◆ Work instructions ◆
Rewrite all the entries below, changing every "rough mask" to "coarse mask" and keeping everything else the same. Omit the pictures from your answer.
# # # #
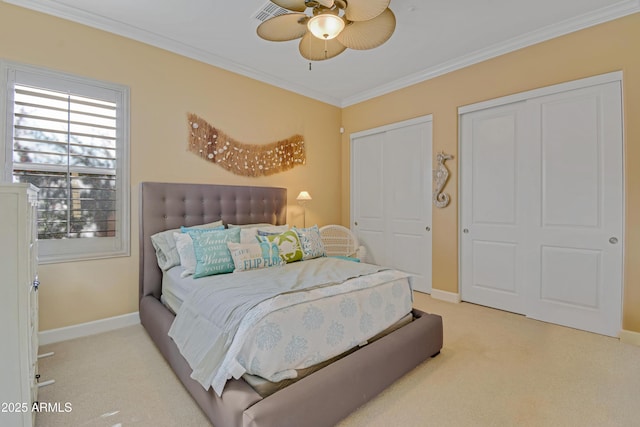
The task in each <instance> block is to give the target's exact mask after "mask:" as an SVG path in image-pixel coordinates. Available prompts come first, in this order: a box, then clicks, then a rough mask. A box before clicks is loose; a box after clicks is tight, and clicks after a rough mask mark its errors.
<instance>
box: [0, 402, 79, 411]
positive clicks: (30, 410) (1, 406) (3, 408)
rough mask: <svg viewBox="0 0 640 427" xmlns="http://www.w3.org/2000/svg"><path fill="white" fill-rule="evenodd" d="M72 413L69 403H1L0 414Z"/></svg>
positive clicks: (35, 402)
mask: <svg viewBox="0 0 640 427" xmlns="http://www.w3.org/2000/svg"><path fill="white" fill-rule="evenodd" d="M71 411H73V405H71V402H64V403H63V402H33V403H26V402H2V405H0V413H16V412H57V413H67V412H71Z"/></svg>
# # # #
◆ Result of this task ◆
The task in each <instance> block is to give the target's exact mask after "mask:" as an SVG path in image-pixel coordinates. Available prompts come first, in this order: a box, then clicks, then a coarse mask. A box before clicks is loose; a box after clicks is tight, and clicks after a coarse mask mark its errors.
<instance>
box: [0, 402, 79, 411]
positive clicks: (30, 410) (1, 406) (3, 408)
coarse mask: <svg viewBox="0 0 640 427" xmlns="http://www.w3.org/2000/svg"><path fill="white" fill-rule="evenodd" d="M72 413L69 403H1L0 414Z"/></svg>
positive clicks: (35, 402)
mask: <svg viewBox="0 0 640 427" xmlns="http://www.w3.org/2000/svg"><path fill="white" fill-rule="evenodd" d="M71 411H73V405H71V402H64V403H63V402H33V403H26V402H2V405H0V413H16V412H57V413H67V412H71Z"/></svg>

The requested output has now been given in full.